#### [Objective]
Can you copy the lines from the one that contains "Point to the tropical leaf." through the end of the material below, exactly and with nothing else?

#### [Data rows]
>>>

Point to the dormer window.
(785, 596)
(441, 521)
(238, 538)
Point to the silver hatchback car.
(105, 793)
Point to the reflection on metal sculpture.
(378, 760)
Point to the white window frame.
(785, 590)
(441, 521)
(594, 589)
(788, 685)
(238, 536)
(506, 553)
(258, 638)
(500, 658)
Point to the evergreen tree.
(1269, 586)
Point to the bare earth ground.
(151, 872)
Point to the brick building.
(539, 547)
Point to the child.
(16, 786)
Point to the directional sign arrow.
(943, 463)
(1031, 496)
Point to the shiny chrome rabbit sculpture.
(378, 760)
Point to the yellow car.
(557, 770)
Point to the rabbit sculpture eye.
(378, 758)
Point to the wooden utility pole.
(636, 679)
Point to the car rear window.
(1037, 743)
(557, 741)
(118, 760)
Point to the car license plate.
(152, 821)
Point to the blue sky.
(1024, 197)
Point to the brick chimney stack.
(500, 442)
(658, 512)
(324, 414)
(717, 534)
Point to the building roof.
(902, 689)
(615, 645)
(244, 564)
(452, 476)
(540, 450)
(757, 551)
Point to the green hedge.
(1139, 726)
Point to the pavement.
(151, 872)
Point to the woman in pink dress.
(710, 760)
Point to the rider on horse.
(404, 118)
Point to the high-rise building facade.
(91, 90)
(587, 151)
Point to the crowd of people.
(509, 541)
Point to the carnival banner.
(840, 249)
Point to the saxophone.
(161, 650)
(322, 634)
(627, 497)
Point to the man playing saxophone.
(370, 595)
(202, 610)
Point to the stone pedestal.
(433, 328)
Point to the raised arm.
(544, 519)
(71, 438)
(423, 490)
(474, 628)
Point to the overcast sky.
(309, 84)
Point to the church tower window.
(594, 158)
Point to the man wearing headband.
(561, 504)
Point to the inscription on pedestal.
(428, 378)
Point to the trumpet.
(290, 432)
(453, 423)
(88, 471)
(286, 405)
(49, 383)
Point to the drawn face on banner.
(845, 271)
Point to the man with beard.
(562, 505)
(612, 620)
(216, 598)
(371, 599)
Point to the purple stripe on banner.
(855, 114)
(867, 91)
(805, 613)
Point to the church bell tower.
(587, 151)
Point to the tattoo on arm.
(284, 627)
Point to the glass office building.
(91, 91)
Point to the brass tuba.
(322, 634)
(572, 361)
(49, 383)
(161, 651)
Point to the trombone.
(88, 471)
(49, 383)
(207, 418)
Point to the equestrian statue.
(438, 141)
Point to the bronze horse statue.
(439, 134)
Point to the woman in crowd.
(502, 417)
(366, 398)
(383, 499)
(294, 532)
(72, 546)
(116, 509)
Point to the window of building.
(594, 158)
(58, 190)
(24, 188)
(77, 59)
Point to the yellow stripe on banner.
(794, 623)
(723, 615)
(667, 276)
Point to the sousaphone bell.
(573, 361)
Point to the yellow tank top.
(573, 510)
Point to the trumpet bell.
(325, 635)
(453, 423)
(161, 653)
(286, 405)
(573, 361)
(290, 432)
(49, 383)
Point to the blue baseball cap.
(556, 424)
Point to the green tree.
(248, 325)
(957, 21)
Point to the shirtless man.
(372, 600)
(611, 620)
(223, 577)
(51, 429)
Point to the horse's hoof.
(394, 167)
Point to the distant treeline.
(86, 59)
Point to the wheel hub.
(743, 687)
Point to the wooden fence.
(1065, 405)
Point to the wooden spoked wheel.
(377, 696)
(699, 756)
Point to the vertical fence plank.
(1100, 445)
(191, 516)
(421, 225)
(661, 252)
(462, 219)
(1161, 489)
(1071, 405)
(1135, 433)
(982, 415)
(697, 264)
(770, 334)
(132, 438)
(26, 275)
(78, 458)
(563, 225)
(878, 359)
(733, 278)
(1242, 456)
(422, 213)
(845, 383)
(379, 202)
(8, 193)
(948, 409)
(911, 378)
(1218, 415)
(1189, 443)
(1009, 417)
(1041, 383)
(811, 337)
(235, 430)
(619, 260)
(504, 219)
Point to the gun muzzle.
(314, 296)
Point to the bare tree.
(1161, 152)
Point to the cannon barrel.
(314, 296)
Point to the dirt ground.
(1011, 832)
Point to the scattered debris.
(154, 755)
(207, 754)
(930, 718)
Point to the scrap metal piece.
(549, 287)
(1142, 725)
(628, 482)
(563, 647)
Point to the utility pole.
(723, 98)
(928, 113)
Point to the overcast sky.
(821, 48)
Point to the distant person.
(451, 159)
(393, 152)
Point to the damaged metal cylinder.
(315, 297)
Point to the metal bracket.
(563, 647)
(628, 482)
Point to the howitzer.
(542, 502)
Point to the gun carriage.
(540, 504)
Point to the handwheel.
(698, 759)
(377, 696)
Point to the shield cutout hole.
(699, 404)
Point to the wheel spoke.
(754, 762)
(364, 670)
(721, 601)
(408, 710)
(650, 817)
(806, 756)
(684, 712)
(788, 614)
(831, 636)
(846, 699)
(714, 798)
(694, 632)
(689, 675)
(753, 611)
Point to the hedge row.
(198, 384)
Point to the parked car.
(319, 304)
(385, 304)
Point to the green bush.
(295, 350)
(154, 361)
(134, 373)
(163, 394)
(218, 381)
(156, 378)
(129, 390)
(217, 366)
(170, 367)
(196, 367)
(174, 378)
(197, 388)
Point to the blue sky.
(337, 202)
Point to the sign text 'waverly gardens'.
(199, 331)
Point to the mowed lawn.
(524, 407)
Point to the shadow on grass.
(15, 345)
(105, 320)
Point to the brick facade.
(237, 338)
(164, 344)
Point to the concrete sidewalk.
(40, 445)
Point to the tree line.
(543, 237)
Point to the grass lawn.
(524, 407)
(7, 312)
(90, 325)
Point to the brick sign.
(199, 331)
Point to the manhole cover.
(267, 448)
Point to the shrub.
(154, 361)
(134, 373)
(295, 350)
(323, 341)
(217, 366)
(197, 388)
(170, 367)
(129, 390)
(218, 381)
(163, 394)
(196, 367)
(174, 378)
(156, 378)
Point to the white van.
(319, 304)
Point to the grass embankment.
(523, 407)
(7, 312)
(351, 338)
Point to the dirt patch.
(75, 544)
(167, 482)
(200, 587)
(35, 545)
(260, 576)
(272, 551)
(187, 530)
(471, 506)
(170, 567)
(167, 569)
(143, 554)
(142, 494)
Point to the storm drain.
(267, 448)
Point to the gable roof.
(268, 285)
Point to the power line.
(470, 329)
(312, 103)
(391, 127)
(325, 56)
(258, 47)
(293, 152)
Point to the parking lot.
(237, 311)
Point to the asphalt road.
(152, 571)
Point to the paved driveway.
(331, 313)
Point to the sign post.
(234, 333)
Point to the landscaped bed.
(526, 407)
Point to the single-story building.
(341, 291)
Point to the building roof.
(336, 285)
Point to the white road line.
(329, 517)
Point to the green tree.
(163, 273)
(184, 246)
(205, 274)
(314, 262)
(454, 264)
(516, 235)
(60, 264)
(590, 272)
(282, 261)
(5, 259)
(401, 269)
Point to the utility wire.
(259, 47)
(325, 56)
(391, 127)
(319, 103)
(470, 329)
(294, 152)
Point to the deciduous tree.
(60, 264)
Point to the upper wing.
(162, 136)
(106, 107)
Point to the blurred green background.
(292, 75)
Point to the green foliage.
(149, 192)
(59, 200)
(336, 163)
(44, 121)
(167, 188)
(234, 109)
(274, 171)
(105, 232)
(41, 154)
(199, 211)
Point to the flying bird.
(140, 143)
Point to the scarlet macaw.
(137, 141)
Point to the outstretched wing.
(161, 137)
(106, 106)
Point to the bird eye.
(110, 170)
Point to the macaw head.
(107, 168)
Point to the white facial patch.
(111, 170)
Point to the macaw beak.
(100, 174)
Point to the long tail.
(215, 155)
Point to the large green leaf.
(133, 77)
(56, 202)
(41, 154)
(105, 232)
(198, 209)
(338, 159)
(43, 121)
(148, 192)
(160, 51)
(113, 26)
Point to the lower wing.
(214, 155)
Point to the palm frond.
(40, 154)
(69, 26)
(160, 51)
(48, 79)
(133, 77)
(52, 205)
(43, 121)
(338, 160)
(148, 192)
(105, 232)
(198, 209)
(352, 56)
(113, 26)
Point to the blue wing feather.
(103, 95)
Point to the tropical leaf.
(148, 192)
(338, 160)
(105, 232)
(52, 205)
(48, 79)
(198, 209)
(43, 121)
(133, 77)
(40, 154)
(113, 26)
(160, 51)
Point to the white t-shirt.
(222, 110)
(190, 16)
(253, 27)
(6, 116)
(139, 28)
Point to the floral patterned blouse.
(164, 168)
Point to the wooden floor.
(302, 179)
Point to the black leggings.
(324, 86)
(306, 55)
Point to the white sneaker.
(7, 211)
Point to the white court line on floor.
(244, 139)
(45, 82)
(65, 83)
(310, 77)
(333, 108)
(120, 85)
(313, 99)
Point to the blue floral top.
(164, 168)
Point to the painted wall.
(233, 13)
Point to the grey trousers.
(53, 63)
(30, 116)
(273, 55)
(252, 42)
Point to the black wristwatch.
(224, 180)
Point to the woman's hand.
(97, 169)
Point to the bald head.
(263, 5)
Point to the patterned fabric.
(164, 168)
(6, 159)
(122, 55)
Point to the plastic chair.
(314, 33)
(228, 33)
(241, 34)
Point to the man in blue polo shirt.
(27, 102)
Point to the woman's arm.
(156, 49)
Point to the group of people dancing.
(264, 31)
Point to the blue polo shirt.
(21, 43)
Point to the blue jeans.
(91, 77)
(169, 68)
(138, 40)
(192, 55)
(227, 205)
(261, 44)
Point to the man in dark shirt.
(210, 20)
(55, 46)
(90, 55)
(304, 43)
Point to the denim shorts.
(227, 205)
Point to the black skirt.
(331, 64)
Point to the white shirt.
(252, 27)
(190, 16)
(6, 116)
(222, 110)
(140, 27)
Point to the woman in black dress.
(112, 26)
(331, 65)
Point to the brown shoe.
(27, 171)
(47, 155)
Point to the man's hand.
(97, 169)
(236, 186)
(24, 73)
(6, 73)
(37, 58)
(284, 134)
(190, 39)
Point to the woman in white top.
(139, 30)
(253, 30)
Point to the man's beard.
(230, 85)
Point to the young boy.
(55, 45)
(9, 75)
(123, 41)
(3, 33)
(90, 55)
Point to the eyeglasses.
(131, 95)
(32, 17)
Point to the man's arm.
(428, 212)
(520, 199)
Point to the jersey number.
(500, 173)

<<<

#### [Complete response]
Point to the tropical leaf.
(148, 192)
(338, 160)
(105, 232)
(52, 205)
(48, 79)
(198, 209)
(43, 121)
(133, 77)
(40, 154)
(113, 26)
(160, 51)
Point to the white t-shirt.
(222, 110)
(190, 16)
(253, 27)
(6, 116)
(139, 28)
Point to the floral patterned blouse.
(164, 168)
Point to the wooden floor.
(302, 179)
Point to the black leggings.
(324, 86)
(306, 55)
Point to the white sneaker.
(7, 211)
Point to the white court line on floor.
(244, 139)
(45, 82)
(65, 83)
(310, 77)
(333, 108)
(120, 85)
(313, 99)
Point to the blue floral top.
(164, 168)
Point to the painted wall.
(233, 13)
Point to the grey trousers.
(53, 63)
(30, 116)
(273, 55)
(252, 42)
Point to the black wristwatch.
(224, 180)
Point to the woman's hand.
(97, 169)
Point to the bald head.
(263, 5)
Point to the patterned fabric.
(164, 168)
(6, 159)
(122, 55)
Point to the plastic chair.
(314, 33)
(228, 33)
(241, 34)
Point to the man in blue polo shirt.
(27, 102)
Point to the woman's arm.
(156, 49)
Point to the group of people dancing.
(264, 31)
Point to the blue polo shirt.
(21, 43)
Point to the blue jeans.
(91, 77)
(169, 68)
(138, 40)
(192, 55)
(227, 205)
(261, 44)
Point to the man in dark shirt.
(210, 20)
(55, 46)
(90, 55)
(304, 43)
Point to the denim shorts.
(227, 205)
Point to the black skirt.
(331, 64)
Point to the white shirt.
(252, 27)
(190, 16)
(6, 116)
(222, 110)
(140, 27)
Point to the woman in black dress.
(112, 26)
(331, 65)
Point to the brown shoe.
(27, 171)
(47, 155)
Point to the man's hand.
(97, 169)
(236, 186)
(24, 73)
(6, 73)
(37, 58)
(284, 134)
(190, 39)
Point to the woman in white top.
(139, 30)
(253, 30)
Point to the man's beard.
(230, 85)
Point to the young boy.
(55, 45)
(9, 75)
(123, 41)
(3, 33)
(90, 55)
Point to the eyeglasses.
(131, 95)
(32, 17)
Point to the man's arm.
(428, 212)
(520, 199)
Point to the jersey number.
(500, 173)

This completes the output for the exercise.